Exercise task -
State how many lines in the records contain the word "tree". Give only the number.

Supplied entries -
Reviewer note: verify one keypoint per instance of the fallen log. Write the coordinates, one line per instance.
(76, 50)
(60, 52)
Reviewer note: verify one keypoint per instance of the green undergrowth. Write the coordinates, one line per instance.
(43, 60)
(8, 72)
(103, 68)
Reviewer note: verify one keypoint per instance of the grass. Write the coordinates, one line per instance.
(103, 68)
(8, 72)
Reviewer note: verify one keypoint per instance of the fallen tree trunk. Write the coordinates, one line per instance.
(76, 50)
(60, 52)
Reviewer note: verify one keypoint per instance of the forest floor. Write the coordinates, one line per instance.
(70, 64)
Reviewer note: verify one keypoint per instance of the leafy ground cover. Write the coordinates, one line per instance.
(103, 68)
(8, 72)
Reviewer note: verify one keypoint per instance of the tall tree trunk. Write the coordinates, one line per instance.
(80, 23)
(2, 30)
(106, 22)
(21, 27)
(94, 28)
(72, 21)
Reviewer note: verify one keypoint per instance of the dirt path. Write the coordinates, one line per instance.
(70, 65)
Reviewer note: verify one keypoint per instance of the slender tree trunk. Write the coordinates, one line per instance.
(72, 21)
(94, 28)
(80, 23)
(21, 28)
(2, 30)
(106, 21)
...
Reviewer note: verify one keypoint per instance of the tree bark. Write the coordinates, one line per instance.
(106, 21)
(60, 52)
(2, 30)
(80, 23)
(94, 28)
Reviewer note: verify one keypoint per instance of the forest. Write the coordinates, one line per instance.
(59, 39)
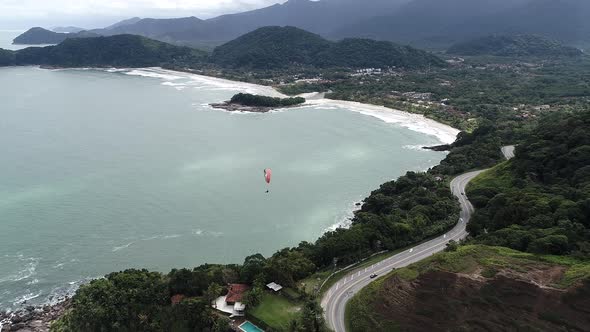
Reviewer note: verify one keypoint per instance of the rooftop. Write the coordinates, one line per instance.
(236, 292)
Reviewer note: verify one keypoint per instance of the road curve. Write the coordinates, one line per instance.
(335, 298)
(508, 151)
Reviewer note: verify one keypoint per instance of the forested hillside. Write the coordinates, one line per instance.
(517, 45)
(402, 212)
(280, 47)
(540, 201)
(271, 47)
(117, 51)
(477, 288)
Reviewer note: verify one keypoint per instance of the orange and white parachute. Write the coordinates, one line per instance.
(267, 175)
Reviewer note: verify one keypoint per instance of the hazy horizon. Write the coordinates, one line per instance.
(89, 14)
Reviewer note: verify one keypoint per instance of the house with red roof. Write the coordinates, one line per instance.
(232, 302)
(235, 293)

Solution for this problem -
4